WHAT THE TASK REQUIRES:
Tally the lines of the items below that contain the string "form", treating uppercase and lowercase letters as distinct. Reply with the count alone.

LISTED RECORDS:
* * * *

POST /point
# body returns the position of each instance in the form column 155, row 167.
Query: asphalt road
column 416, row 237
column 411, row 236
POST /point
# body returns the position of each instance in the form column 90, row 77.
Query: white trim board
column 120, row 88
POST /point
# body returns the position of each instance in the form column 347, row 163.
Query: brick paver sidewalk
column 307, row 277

* * * *

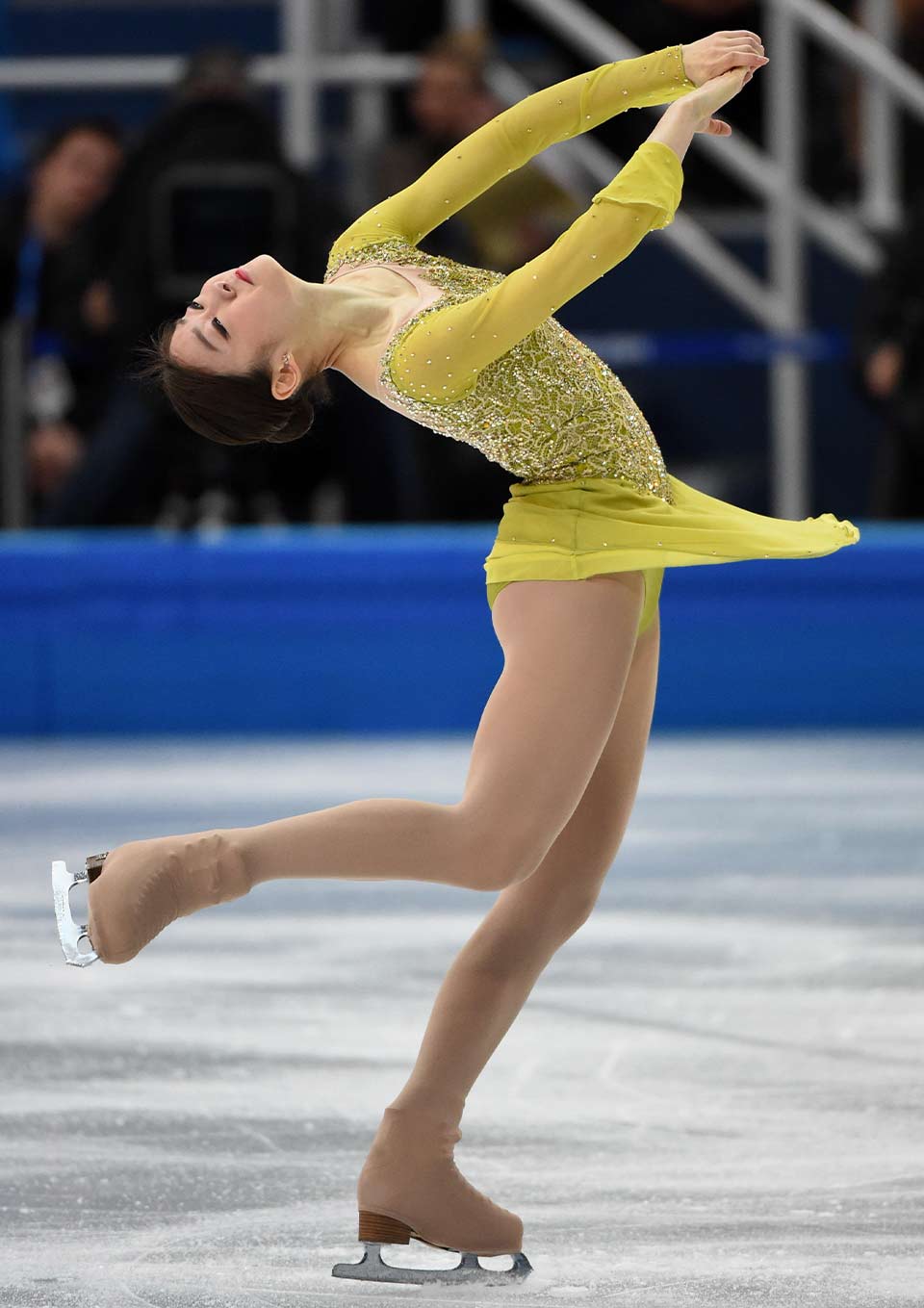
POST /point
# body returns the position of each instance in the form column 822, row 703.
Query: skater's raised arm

* * * *

RESULT OF THE EXERCISE:
4